### What is being asked
Write all of the entries out again exactly.

* * * *

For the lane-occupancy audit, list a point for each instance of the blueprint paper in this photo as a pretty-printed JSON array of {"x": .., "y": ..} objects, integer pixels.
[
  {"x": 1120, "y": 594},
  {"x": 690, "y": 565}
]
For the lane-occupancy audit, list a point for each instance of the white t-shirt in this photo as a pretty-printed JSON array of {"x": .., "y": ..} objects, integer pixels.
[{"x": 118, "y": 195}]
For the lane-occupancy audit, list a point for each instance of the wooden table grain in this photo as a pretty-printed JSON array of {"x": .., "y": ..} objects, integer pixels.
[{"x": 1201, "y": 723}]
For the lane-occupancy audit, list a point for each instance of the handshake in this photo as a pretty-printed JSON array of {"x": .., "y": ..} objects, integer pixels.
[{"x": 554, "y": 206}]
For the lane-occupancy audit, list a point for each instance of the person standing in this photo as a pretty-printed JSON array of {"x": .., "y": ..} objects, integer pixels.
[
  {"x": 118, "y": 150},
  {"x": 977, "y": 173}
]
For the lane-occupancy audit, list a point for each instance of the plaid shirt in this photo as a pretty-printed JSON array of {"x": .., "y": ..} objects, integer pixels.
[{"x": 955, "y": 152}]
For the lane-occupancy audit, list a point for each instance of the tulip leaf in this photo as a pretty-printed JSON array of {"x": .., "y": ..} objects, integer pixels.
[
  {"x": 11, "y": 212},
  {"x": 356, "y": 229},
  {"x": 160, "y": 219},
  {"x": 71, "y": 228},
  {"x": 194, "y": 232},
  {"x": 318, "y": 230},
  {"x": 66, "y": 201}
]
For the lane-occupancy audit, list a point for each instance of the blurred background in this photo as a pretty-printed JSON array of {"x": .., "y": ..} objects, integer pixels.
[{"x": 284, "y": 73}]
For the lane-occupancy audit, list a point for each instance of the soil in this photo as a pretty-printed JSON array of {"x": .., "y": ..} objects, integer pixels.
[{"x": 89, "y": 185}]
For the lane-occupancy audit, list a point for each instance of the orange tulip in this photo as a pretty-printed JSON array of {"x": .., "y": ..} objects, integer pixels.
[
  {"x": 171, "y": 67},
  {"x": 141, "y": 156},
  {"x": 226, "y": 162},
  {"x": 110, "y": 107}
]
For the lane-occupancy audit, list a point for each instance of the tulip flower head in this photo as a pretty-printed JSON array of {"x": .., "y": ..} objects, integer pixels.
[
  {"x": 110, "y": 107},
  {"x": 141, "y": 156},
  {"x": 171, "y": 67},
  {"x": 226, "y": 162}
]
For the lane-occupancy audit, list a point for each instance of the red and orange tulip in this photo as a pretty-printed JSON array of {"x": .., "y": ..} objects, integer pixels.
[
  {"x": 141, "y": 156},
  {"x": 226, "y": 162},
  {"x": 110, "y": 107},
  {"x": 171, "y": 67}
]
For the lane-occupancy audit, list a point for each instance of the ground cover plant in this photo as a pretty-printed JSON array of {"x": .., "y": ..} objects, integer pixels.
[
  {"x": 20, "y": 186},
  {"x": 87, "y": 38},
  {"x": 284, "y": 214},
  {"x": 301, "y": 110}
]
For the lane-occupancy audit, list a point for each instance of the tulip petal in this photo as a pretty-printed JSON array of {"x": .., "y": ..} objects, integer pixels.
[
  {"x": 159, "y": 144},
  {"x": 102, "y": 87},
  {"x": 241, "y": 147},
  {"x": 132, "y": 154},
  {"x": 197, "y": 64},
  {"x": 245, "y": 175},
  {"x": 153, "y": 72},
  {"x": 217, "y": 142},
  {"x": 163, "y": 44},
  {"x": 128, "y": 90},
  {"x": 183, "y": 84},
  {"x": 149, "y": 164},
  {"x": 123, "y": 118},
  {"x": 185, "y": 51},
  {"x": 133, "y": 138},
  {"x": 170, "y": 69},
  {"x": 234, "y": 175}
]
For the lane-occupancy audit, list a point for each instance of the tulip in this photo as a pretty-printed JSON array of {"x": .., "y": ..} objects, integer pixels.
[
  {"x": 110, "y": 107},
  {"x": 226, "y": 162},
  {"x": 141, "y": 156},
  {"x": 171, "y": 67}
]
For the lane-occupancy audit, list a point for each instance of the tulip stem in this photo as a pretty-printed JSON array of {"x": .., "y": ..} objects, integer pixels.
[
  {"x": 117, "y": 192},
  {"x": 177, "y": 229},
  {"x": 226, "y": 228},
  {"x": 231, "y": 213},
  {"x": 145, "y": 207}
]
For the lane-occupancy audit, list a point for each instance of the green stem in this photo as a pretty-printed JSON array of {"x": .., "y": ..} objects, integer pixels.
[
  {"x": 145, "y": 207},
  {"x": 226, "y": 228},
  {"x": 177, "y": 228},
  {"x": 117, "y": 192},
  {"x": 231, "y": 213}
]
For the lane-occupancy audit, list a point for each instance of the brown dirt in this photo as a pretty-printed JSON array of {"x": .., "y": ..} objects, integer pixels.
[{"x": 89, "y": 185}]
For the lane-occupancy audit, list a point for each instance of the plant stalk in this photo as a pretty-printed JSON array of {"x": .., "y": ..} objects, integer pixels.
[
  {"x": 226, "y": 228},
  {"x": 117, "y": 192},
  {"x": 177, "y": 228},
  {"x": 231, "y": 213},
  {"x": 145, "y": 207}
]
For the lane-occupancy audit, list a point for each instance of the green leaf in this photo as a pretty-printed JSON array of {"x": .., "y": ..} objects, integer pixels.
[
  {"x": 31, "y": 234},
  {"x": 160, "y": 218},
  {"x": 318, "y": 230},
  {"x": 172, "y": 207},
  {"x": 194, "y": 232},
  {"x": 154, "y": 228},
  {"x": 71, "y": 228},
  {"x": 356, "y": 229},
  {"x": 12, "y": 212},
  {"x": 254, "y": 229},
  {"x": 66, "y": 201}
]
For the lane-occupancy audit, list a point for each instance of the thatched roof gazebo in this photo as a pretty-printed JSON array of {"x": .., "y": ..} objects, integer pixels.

* * * *

### Answer to this problem
For the lane-occupancy audit, list a point for each instance of the blueprint paper in this photo as a pretty-printed JSON array of {"x": .., "y": ..} objects, integer pixels.
[
  {"x": 1120, "y": 594},
  {"x": 690, "y": 565}
]
For the lane-occupancy audit, list a point for each instance of the white t-shirt in this photo as a pretty-printed JSON array of {"x": .., "y": ..} objects, integer pixels.
[{"x": 118, "y": 195}]
For the lane-occupancy audit, list a point for each instance of the wooden table grain in this photo as a pretty-printed JSON array of {"x": .., "y": ..} objects, integer pixels.
[{"x": 1201, "y": 723}]
For the lane-occupancy audit, list a point for each instance of the handshake in this photo as a pretty-printed JSON array of {"x": .., "y": ..} objects, integer pixels.
[{"x": 554, "y": 206}]
For the lane-occupancy audit, list a point for each instance of the person standing in this photo as a pretty-printed JSON array of {"x": .., "y": ..} objects, integer pixels.
[
  {"x": 118, "y": 150},
  {"x": 977, "y": 173}
]
For the lane-occupancy audit, list a point for each instance of the plaid shirt in this photo as a pretty-printed JSON array of {"x": .., "y": ..} objects, integer pixels.
[{"x": 955, "y": 152}]
For the lane-occupancy audit, list a point for each instance of the tulip leaf in this photo as a pretty-printed JSON array of {"x": .., "y": ..} objects, integer pixels.
[
  {"x": 11, "y": 212},
  {"x": 356, "y": 229},
  {"x": 160, "y": 219},
  {"x": 71, "y": 228},
  {"x": 194, "y": 232},
  {"x": 318, "y": 230},
  {"x": 66, "y": 201}
]
For the lane-occupancy audit, list a point for each instance of the blurred background in this photo as a pretty-printed JSON array of {"x": .., "y": ..} objects, integer pixels.
[{"x": 284, "y": 73}]
For the lane-occupancy audit, list a point for each instance of the soil in this photo as a pretty-printed JSON array of {"x": .., "y": ..} objects, integer pixels.
[{"x": 89, "y": 185}]
For the lane-occupancy audit, list a point for each instance of the orange tulip in this photo as a pretty-printed JSON array of {"x": .., "y": ..} objects, integer pixels.
[
  {"x": 171, "y": 67},
  {"x": 141, "y": 156},
  {"x": 226, "y": 162},
  {"x": 110, "y": 107}
]
For the lane-occupancy audit, list a point for each instance of the tulip flower head in this photo as a pretty-printed JSON array of {"x": .., "y": ..} objects, integer pixels.
[
  {"x": 110, "y": 107},
  {"x": 141, "y": 156},
  {"x": 171, "y": 67},
  {"x": 226, "y": 162}
]
For the lane-occupancy audit, list a point for each instance of the red and orange tulip in this photo as a pretty-printed JSON array of {"x": .., "y": ..} objects, integer pixels.
[
  {"x": 141, "y": 156},
  {"x": 226, "y": 162},
  {"x": 110, "y": 107},
  {"x": 171, "y": 67}
]
For the lane-occupancy audit, list a point for each instance of the ground cover plant in this photo as a pretty-printed JSON array of {"x": .., "y": ..} objects, integer pixels.
[
  {"x": 20, "y": 186},
  {"x": 87, "y": 38},
  {"x": 284, "y": 214},
  {"x": 301, "y": 110}
]
For the lane-occupancy audit, list a point for each instance of the tulip petal in this photo as a pretty-printed JSON array of {"x": .., "y": ..} objects, integer pixels.
[
  {"x": 159, "y": 144},
  {"x": 102, "y": 87},
  {"x": 241, "y": 147},
  {"x": 132, "y": 154},
  {"x": 197, "y": 64},
  {"x": 245, "y": 175},
  {"x": 153, "y": 72},
  {"x": 217, "y": 142},
  {"x": 163, "y": 44},
  {"x": 128, "y": 90},
  {"x": 183, "y": 84},
  {"x": 149, "y": 164},
  {"x": 123, "y": 118},
  {"x": 185, "y": 51},
  {"x": 133, "y": 138},
  {"x": 170, "y": 69},
  {"x": 234, "y": 175}
]
For the lane-occupancy audit, list a point for each instance of the tulip in this photo as a pretty-printed JSON array of {"x": .., "y": ..} objects, integer pixels.
[
  {"x": 110, "y": 107},
  {"x": 226, "y": 162},
  {"x": 141, "y": 156},
  {"x": 171, "y": 67}
]
For the lane-occupancy audit, list a point for each instance of the tulip stem in this photo as a pretty-printed JSON array of {"x": .., "y": ..} objects, integer pixels.
[
  {"x": 117, "y": 192},
  {"x": 177, "y": 229},
  {"x": 226, "y": 228},
  {"x": 231, "y": 213},
  {"x": 145, "y": 207}
]
For the lane-occupancy audit, list a point for each instance of the green stem in this photo as a pretty-printed JSON array of {"x": .., "y": ..} objects, integer pixels.
[
  {"x": 145, "y": 207},
  {"x": 226, "y": 228},
  {"x": 177, "y": 228},
  {"x": 117, "y": 192},
  {"x": 231, "y": 213}
]
For the lane-occupancy audit, list a point for each instance of the brown dirt in this photo as a pretty-printed JSON array of {"x": .., "y": ..} objects, integer pixels.
[{"x": 89, "y": 185}]
For the lane-occupancy audit, list a point for each instance of the plant stalk in this photo as a pretty-printed JSON array of {"x": .., "y": ..} objects, integer pixels.
[
  {"x": 226, "y": 228},
  {"x": 117, "y": 192},
  {"x": 177, "y": 228},
  {"x": 231, "y": 213},
  {"x": 145, "y": 207}
]
For the lane-occupancy audit, list a point for each instance of the green leaf in this photo as a pretty-printed JSON array of {"x": .., "y": ..} objects, integer pixels.
[
  {"x": 31, "y": 234},
  {"x": 160, "y": 218},
  {"x": 318, "y": 230},
  {"x": 172, "y": 207},
  {"x": 194, "y": 232},
  {"x": 154, "y": 228},
  {"x": 71, "y": 228},
  {"x": 356, "y": 229},
  {"x": 12, "y": 212},
  {"x": 254, "y": 229},
  {"x": 66, "y": 201}
]
For the lane-occupancy audit, list a point for each instance of the thatched roof gazebo in this photo as a pretty-printed JSON array of {"x": .., "y": ..} objects, integer pixels.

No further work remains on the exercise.